=== Job 1 ===
According to the command reference below, what happens when ! is typed at the start of a search pattern?

=== Text provided ===

Start

Certain characters are special if entered at the beginning of the pattern for the / and ? commands; they modify the type of search rather than become part of the pattern:

!
Search for lines that don't match the pattern.
*
Search multiple files. That is, if the search reaches the end of the current file without finding a match, the search continues in the next file in the command-line list.
@
Begin the search at the first line of the first file in the command-line list, regardless of what is currently displayed on the screen or the settings of the -a or -j options.
[n] ? pattern
Search backward in the file for the nth line containing the pattern. The search starts at the line immediately before the top line displayed.

Certain characters are special at the beginning of the pattern; see the / command.

[n]Esc / pattern
Same as /*.
[n]Esc ? pattern
Same as ?*.
[n] n
Repeat the previous search, for the nth line containing the last pattern. If the previous search was modified by !, the search is made for the nth line not containing the pattern. If the previous search was modified by *, the search continues in the next (or previous) file if not satisfied in the current file. There's no effect if the previous search was modified by @.
[n] N
Repeat previous search, but in the reverse direction.
Esc n
Repeat previous search, but crossing file boundaries. The effect is as if the previous search were modified by *.
Esc N
Repeat previous search, but in the reverse direction and crossing file boundaries.
:e [filename]
Examine a new file. If the filename is missing, the "current" file (see the :n and :p commands) from the list of files in the command line is reexamined. A percent sign (%) in filename is replaced by the name of the current file. A pound sign (#) is replaced by the name of the previously examined file. The filename is inserted into the command-line list of files so that it can be seen by subsequent :n and :p commands. If the filename consists of several files, they're all inserted into the list of files and the first one is examined.
E
Same as :e.
[n] :n
Examine the next file (from the list of files given in the command line). If a number n is specified, the nth next file is examined.
[n] :p
Examine the previous file in the command-line list. If a number n is specified, the nth previous file is examined.
[n] :x
Examine the first file in the command-line list. If a number n is specified, the nth file in the list is examined.
=
Print some information about the file being viewed, including its name and the line number and byte offset of the bottom line being displayed. If possible, this also prints the length of the file, the number of lines in the file, and the percent of the file above the last displayed line.
- char
Followed by one of the command-line option letters, this command changes the setting of that option and prints a message describing the new setting. If the option letter has a numeric value (such as -b or -h), or a string value (such as -P or -t), a new value may be entered after the option letter. If no new value is entered, a message describing the current setting is printed and nothing is changed.

End

=== Records for the exercise ===
Start

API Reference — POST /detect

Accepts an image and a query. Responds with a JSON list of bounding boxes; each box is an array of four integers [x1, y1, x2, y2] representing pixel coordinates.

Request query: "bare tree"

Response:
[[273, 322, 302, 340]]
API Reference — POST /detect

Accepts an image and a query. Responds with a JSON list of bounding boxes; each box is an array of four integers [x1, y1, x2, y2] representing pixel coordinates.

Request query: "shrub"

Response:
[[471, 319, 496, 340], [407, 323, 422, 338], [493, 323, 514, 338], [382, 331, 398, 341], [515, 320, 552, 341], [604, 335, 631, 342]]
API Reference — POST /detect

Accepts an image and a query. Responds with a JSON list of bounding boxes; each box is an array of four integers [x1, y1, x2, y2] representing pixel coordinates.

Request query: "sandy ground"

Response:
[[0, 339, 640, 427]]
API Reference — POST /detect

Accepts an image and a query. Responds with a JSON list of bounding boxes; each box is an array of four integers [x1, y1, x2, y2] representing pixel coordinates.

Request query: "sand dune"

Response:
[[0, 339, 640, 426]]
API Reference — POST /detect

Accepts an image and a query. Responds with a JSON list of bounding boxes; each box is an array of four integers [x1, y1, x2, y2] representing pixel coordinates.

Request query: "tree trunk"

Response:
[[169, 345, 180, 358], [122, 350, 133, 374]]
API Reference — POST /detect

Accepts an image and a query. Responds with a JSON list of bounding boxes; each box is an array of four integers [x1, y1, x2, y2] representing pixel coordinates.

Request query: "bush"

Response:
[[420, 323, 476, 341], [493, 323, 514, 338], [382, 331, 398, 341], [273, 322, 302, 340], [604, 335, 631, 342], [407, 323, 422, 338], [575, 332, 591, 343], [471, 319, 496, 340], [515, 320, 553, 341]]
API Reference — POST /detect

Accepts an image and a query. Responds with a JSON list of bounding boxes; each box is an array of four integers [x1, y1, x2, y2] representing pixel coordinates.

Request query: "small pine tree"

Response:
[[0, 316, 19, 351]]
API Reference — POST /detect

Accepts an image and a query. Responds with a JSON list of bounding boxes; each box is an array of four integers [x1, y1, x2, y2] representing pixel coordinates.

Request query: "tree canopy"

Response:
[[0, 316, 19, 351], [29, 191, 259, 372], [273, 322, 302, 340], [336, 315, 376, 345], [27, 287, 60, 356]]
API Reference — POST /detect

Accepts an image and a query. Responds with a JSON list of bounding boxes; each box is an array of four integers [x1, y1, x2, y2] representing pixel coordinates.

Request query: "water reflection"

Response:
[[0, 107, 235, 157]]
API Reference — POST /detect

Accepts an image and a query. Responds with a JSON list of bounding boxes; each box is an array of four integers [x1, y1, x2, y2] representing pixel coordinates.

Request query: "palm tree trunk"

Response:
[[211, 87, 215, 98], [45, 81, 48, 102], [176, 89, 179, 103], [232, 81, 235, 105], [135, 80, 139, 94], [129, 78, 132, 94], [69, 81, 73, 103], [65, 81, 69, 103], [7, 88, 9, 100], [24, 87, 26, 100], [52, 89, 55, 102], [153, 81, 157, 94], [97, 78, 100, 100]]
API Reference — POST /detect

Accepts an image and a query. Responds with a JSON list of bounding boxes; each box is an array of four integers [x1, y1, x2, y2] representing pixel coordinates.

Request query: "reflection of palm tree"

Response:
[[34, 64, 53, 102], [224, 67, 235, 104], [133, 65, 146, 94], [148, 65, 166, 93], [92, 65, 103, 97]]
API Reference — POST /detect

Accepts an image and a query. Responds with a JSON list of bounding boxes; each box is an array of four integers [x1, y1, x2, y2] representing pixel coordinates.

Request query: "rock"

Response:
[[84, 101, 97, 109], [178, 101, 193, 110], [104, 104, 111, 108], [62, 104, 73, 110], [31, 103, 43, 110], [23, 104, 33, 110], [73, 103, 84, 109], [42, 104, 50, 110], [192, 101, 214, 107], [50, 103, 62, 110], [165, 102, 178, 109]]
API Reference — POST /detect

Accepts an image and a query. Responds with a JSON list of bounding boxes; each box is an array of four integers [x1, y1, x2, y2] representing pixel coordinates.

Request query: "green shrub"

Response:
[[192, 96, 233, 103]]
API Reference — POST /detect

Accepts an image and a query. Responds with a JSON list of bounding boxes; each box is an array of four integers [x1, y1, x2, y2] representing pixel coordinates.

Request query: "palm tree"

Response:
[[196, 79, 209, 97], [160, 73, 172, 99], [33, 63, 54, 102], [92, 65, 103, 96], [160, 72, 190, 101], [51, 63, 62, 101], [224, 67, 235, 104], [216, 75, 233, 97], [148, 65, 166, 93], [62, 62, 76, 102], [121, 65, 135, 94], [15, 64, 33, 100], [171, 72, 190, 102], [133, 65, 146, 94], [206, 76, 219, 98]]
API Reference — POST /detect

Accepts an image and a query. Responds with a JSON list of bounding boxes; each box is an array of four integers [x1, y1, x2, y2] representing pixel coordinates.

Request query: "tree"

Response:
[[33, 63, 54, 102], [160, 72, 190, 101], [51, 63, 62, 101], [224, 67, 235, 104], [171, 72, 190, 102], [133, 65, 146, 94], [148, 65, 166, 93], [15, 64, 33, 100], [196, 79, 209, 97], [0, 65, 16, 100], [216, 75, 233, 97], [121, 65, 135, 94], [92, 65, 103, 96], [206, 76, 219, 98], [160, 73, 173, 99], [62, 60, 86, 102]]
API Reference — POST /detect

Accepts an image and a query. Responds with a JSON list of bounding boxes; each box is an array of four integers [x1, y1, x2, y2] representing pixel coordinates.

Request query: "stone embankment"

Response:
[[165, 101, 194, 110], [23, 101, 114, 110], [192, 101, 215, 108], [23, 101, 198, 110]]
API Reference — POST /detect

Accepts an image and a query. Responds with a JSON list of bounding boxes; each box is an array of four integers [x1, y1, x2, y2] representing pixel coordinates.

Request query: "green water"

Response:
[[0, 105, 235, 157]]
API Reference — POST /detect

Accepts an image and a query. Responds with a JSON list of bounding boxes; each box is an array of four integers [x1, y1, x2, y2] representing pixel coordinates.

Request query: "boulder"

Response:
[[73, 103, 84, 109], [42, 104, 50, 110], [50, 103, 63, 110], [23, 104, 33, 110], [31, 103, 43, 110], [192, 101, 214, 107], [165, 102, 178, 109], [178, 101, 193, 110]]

End

=== Job 2 ===
Filter the rows above down to every line that contains the string "water". Case counts.

=== Solution 1 ===
The search finds lines that don't match the pattern.

=== Solution 2 ===
Request query: "water reflection"
Request query: "green water"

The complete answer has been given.